=== Material provided ===
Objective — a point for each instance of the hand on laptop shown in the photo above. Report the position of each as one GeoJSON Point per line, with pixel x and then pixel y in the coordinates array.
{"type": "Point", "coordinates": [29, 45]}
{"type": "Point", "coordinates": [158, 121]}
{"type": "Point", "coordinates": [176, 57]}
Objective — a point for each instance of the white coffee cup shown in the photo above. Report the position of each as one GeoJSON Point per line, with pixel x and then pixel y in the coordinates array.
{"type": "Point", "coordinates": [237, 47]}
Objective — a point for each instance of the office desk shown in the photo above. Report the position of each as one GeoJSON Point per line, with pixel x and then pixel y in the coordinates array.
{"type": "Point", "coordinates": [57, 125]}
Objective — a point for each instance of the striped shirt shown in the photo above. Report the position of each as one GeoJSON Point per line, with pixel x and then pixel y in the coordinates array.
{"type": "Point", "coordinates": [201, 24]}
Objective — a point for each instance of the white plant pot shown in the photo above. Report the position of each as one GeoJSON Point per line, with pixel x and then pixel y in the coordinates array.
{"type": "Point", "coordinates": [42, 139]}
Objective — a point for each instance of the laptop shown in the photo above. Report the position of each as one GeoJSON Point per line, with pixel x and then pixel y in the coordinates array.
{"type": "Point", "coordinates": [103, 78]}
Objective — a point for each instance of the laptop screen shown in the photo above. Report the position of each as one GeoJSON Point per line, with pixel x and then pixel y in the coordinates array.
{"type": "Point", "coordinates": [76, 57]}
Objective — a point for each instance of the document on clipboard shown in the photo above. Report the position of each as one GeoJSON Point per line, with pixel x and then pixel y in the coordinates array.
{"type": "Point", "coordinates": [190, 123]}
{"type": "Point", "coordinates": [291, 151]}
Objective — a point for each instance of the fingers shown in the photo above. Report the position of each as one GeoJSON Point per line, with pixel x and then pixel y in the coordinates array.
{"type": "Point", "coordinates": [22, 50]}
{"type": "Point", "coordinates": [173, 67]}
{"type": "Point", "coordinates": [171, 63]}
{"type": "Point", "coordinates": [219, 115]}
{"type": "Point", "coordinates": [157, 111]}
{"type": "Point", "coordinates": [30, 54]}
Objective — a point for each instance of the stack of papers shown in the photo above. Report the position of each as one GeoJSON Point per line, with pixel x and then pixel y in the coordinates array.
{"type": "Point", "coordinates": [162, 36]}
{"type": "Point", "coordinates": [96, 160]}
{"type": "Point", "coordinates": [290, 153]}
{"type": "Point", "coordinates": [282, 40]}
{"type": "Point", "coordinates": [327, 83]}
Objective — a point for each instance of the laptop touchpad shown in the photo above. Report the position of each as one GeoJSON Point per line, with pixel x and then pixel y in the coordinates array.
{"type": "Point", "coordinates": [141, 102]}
===
Return each entry from the material above exactly as it appears.

Objective — a point for each instance of the hand on laptop shown in the photo above. Report the position of each as one GeoJSON Point per line, with pixel x and then pixel y in the coordinates array.
{"type": "Point", "coordinates": [29, 45]}
{"type": "Point", "coordinates": [158, 121]}
{"type": "Point", "coordinates": [176, 57]}
Objective — a point for each instance of the white coffee cup shown in the photo above. Report the position of each as one GeoJSON Point per line, with pixel x and then pixel y in the coordinates array.
{"type": "Point", "coordinates": [237, 47]}
Objective — a point for each instance of the office desk shown in the photo above. Report the position of each as one GeoJSON Point per line, with pixel x and then pixel y in the coordinates array.
{"type": "Point", "coordinates": [57, 125]}
Objective — a point for each instance of the striped shirt shown in the photo above. Report the position of each as one GeoJSON Point per line, with pixel x and then pixel y in the coordinates array.
{"type": "Point", "coordinates": [201, 24]}
Objective — a point for each instance of the white plant pot shown in the photo above. Report the position of each as one GeoJSON Point per line, with pixel x and then pixel y in the coordinates array.
{"type": "Point", "coordinates": [42, 139]}
Objective — a point for each instance of the laptop shown in the photo above. Report the position of each as one GeoJSON Point per line, with pixel x and then pixel y in the coordinates array.
{"type": "Point", "coordinates": [103, 78]}
Objective — a point for each instance of the laptop screen shown in the photo above. Report the position of each as one GeoJSON Point per line, with pixel x and then pixel y in the coordinates array.
{"type": "Point", "coordinates": [76, 57]}
Objective — a point for each instance of the document on clipboard shown in the photo above. Report the position of each as one GeoJSON Point per line, with pixel x and then pixel y in the coordinates array.
{"type": "Point", "coordinates": [190, 123]}
{"type": "Point", "coordinates": [291, 151]}
Objective — a point for each instance of the fingers shown in the photo above. Report the position of each as one GeoJSON Point per line, with pixel x and then pixel y in the coordinates array.
{"type": "Point", "coordinates": [22, 50]}
{"type": "Point", "coordinates": [173, 67]}
{"type": "Point", "coordinates": [171, 63]}
{"type": "Point", "coordinates": [219, 115]}
{"type": "Point", "coordinates": [157, 111]}
{"type": "Point", "coordinates": [30, 54]}
Objective — a point for each instance of the stack of papers shown in the photo above. Report the position of each as one GeoJSON Point per line, with pixel x and then pixel y in the coordinates array.
{"type": "Point", "coordinates": [162, 36]}
{"type": "Point", "coordinates": [96, 160]}
{"type": "Point", "coordinates": [290, 153]}
{"type": "Point", "coordinates": [282, 40]}
{"type": "Point", "coordinates": [327, 83]}
Objective — a point for each instance of the laptop touchpad shown in the photo above. Report the position of each as one GeoJSON Point per line, with pixel x and then pixel y in the coordinates array.
{"type": "Point", "coordinates": [141, 102]}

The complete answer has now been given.